* **Input data**
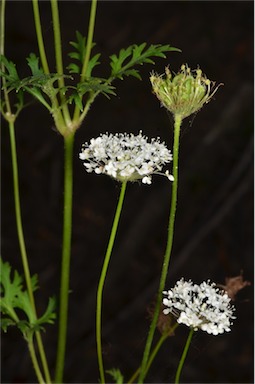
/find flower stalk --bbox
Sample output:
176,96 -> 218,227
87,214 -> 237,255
175,327 -> 194,384
138,114 -> 182,383
96,181 -> 127,383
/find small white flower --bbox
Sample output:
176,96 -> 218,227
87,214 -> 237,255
162,279 -> 235,335
79,131 -> 174,184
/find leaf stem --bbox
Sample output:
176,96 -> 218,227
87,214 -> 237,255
138,114 -> 182,383
54,132 -> 75,384
175,328 -> 194,384
96,181 -> 127,384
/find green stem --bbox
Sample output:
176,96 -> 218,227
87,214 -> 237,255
54,132 -> 75,384
175,328 -> 194,384
73,0 -> 98,122
80,0 -> 97,81
32,0 -> 66,131
128,323 -> 179,383
0,0 -> 11,115
145,323 -> 178,379
138,114 -> 182,383
96,181 -> 127,384
128,334 -> 167,384
77,92 -> 97,127
28,337 -> 46,384
2,1 -> 51,380
32,0 -> 50,74
9,121 -> 52,383
50,0 -> 71,126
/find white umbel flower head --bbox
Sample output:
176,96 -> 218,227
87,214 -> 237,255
79,131 -> 174,184
162,279 -> 236,335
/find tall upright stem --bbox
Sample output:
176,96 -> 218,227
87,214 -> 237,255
9,121 -> 52,383
80,0 -> 97,81
138,114 -> 182,383
96,181 -> 127,383
0,0 -> 11,114
50,0 -> 71,126
54,133 -> 75,383
32,0 -> 50,74
73,0 -> 98,122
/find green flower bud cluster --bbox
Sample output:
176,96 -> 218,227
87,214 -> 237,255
150,64 -> 221,119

* **What to work on**
Go through the listing above and return every line where the word "green" occurs.

* **Result of this exercise**
/find green stem --bbox
/find green flower bud cluster --bbox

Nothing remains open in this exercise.